== Material provided

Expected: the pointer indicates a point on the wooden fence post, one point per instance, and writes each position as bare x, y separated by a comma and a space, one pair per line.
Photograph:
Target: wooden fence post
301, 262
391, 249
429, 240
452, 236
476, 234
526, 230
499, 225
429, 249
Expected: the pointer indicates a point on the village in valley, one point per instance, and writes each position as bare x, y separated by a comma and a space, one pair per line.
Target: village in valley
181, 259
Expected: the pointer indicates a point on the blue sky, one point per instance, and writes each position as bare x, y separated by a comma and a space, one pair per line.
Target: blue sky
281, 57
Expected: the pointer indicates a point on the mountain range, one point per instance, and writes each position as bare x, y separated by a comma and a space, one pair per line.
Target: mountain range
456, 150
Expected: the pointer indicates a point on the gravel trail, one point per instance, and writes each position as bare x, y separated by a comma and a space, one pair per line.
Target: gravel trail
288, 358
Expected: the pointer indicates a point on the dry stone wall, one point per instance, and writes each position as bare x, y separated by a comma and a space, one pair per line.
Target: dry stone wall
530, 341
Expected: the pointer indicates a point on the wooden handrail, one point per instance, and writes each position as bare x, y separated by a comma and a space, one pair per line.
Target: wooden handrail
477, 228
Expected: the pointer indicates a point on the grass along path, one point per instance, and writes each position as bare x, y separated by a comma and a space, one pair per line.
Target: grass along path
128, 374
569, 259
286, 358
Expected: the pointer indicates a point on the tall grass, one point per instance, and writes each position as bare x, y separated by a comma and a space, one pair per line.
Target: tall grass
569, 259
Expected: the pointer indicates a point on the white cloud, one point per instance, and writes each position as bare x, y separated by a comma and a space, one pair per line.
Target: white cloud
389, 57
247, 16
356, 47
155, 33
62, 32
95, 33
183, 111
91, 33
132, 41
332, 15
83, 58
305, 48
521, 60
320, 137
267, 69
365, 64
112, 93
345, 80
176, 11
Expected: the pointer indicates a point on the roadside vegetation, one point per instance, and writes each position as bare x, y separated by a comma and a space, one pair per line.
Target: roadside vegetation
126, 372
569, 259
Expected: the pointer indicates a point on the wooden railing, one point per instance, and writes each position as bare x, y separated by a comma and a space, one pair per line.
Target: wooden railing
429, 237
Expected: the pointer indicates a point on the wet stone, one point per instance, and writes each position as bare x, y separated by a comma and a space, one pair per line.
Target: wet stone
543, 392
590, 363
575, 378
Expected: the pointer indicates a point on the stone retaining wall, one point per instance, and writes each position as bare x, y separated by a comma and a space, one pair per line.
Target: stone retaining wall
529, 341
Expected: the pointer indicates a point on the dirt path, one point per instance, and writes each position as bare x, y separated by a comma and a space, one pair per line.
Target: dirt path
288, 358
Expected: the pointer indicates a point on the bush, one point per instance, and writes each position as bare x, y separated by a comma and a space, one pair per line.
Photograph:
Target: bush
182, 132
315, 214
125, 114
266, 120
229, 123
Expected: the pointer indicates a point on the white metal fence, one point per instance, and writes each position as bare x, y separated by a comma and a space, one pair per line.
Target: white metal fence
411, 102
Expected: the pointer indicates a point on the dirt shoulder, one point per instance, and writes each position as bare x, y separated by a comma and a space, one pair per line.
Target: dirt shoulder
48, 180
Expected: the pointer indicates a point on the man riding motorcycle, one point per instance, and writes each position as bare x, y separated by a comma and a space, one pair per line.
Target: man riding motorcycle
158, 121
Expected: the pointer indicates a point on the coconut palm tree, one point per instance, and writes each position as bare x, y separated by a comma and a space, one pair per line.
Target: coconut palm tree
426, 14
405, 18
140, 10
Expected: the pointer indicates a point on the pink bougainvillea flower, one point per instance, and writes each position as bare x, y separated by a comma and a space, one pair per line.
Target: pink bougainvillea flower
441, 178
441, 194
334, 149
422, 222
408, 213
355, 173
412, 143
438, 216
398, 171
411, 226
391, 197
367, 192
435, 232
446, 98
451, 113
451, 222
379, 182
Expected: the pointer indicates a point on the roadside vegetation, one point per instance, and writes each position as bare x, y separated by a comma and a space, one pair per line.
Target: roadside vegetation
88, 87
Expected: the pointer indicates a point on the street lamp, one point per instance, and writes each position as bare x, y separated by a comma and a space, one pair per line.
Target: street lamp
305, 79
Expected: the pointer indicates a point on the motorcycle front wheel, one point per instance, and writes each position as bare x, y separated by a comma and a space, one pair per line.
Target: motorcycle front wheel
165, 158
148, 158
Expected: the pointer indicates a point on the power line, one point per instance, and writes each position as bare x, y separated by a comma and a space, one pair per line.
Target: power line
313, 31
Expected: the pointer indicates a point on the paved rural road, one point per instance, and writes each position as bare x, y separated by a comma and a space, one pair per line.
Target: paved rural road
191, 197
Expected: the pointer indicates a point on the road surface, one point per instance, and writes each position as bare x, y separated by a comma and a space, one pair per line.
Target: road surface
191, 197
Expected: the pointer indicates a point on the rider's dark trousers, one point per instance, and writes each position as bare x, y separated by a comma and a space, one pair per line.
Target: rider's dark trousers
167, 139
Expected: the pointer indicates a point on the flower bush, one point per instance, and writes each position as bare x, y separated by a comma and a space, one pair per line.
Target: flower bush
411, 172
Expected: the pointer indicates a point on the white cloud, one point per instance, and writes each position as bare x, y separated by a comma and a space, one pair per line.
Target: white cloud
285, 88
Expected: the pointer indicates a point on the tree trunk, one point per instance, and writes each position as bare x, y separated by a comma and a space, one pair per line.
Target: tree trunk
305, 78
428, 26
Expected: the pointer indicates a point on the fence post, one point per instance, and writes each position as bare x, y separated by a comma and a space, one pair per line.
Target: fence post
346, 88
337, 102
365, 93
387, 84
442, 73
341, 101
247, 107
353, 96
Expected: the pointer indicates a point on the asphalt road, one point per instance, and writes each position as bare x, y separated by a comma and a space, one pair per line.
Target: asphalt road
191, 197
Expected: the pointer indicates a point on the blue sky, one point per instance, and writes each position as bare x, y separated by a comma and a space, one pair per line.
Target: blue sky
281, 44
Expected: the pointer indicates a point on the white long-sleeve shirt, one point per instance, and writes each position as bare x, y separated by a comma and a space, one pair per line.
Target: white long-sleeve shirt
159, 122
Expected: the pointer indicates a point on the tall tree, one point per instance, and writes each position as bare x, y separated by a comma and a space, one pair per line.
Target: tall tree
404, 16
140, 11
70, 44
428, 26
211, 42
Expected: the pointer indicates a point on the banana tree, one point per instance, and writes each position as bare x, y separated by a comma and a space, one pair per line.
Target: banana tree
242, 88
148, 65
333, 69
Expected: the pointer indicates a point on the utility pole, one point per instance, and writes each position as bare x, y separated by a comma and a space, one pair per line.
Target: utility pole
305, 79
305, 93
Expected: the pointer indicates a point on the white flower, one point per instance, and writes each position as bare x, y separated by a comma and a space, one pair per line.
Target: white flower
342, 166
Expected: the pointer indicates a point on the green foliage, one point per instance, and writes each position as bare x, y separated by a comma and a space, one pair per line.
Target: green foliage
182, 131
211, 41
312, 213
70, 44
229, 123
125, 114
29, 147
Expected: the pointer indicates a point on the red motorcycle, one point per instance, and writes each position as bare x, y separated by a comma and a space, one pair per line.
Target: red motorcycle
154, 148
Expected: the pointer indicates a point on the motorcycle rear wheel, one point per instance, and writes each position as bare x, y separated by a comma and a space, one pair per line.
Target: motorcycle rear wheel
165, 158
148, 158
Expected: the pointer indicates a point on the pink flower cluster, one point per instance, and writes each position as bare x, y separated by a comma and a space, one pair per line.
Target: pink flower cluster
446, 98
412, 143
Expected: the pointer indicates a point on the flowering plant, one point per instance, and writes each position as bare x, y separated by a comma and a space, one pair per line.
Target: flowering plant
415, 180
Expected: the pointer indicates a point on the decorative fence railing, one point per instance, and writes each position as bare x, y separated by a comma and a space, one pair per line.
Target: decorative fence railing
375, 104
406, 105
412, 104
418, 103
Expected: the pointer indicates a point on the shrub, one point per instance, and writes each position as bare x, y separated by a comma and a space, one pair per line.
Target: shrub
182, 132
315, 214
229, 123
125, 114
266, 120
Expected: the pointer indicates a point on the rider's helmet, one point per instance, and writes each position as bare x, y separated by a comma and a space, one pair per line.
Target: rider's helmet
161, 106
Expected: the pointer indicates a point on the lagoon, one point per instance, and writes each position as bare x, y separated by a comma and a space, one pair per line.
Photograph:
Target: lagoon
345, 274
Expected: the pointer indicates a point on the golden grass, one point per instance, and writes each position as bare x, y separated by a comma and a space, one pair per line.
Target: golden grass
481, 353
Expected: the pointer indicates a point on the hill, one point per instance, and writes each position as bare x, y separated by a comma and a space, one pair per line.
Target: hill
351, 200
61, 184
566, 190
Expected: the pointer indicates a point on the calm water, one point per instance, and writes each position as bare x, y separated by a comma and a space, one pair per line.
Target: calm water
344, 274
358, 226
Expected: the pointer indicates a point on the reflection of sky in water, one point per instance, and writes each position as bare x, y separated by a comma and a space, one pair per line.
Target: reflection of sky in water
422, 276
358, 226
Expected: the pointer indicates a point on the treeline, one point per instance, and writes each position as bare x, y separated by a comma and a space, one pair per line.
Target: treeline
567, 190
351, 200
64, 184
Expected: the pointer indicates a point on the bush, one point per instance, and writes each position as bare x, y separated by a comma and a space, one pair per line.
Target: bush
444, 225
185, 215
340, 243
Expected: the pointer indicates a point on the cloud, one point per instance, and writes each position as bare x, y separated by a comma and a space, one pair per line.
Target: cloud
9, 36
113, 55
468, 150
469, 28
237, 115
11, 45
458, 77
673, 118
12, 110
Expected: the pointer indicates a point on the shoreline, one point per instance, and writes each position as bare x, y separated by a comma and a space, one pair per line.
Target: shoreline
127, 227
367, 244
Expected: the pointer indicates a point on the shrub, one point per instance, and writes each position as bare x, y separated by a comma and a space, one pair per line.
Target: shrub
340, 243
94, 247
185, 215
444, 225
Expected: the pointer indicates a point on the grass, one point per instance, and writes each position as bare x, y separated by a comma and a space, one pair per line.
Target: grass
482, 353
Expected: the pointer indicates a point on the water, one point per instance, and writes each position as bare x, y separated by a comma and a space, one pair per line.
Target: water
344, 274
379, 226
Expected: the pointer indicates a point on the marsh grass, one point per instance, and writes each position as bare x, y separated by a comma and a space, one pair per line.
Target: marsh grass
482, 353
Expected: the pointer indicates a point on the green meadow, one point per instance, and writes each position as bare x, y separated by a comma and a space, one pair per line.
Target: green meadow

====

- Aim of the exercise
Starting at the line that contains "Expected: the pointer indicates a point on the shoreline, one" and running through the end of the rows, change every "pointer" to "cursor". Write those lines out again with nothing else altered.

- Solution to this exercise
Expected: the cursor indicates a point on the shoreline, one point per instance, and writes each position as bare x, y separated by a comma and a space, one pair per line.
Target: shoreline
127, 227
367, 244
Expected: the cursor indicates a point on the shrub, one point per instance, and writes each position as bare x, y separated by a comma and a space, one pair per line.
Target: shrub
340, 243
94, 247
185, 215
444, 225
Expected: the cursor indicates a point on the grass, one point per instance, and writes each position as bare x, y separated by a comma and a space, one pair per line.
Target: grass
482, 353
Expected: the cursor indicates a point on the water, one point per instance, and writes each position as bare x, y separated by a comma and a space, one pair per line.
Target: water
344, 274
379, 226
Expected: the cursor indicates a point on the marsh grass, one point per instance, and writes each position as bare x, y separated by a comma and a space, one pair per line.
Target: marsh grass
482, 353
Expected: the cursor indicates a point on the green meadow, one point per instance, and writes each position as bare x, y separated by a comma and a space, one pair per line.
Target: green meadow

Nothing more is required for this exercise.